Set down the data below without change, skipping the pictures it holds.

━━ DATA SHOWN ━━

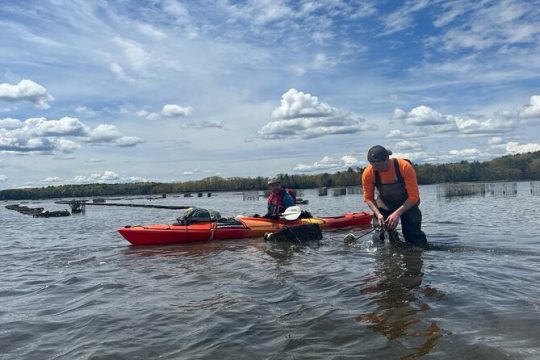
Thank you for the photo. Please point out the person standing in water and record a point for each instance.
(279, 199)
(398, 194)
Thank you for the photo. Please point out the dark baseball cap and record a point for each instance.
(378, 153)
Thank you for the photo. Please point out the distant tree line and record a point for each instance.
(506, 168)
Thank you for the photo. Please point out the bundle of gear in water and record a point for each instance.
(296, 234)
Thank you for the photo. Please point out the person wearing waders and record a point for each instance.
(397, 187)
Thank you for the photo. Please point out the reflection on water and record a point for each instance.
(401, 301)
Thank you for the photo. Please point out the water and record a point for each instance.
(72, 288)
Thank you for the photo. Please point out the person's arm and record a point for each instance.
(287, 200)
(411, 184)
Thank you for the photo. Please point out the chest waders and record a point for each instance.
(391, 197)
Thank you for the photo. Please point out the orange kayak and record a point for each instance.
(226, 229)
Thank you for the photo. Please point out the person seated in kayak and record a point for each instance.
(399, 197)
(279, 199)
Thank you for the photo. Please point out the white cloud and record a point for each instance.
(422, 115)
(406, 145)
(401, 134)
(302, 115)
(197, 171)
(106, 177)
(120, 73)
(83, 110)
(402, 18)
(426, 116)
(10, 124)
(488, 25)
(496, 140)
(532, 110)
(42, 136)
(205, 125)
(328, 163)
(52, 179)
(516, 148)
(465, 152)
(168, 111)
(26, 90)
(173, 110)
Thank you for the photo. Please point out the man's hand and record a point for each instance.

━━━

**RESPONSE TO THE EXERCISE:**
Thank you for the photo. Please point out the person standing in water and record a point for each instance.
(279, 199)
(398, 194)
Thank you for the photo. Please point out the dark baseball cap and record a point for each instance.
(378, 153)
Thank you for the photo. Please point out the distant tree line and record a point for each instance.
(506, 168)
Thank you for the photo. Please point out the bundle of gear in water and record a point for each instance.
(296, 234)
Thank you for the photo. Please point out the person wearing waders and record a point for each instance.
(397, 187)
Thank you for the photo. Please point out the reflection on water and record a point for each instance.
(401, 301)
Thank you for the photo. Please point out the water and record a point for each instance.
(72, 288)
Thank you for the photo. Please point out the person's arm and record a point for each instance.
(287, 200)
(411, 184)
Thank you for the photo. Please point out the chest waders and record a point for each instance.
(391, 197)
Thank you for the photo. Please point out the orange kayak and record a point for each instance.
(226, 229)
Thank you for the photo. Please point out the person seated in kayak and record a point for each instance.
(399, 197)
(279, 199)
Thank you for the photo. Please point out the white cloud and record a point for each instance.
(422, 115)
(406, 145)
(401, 134)
(302, 115)
(197, 171)
(106, 177)
(120, 73)
(83, 110)
(402, 18)
(426, 116)
(10, 124)
(488, 25)
(496, 140)
(532, 110)
(42, 136)
(205, 125)
(328, 163)
(52, 179)
(516, 148)
(465, 152)
(168, 111)
(26, 90)
(173, 110)
Thank you for the photo. Please point out the man's hand and record a point for each instance.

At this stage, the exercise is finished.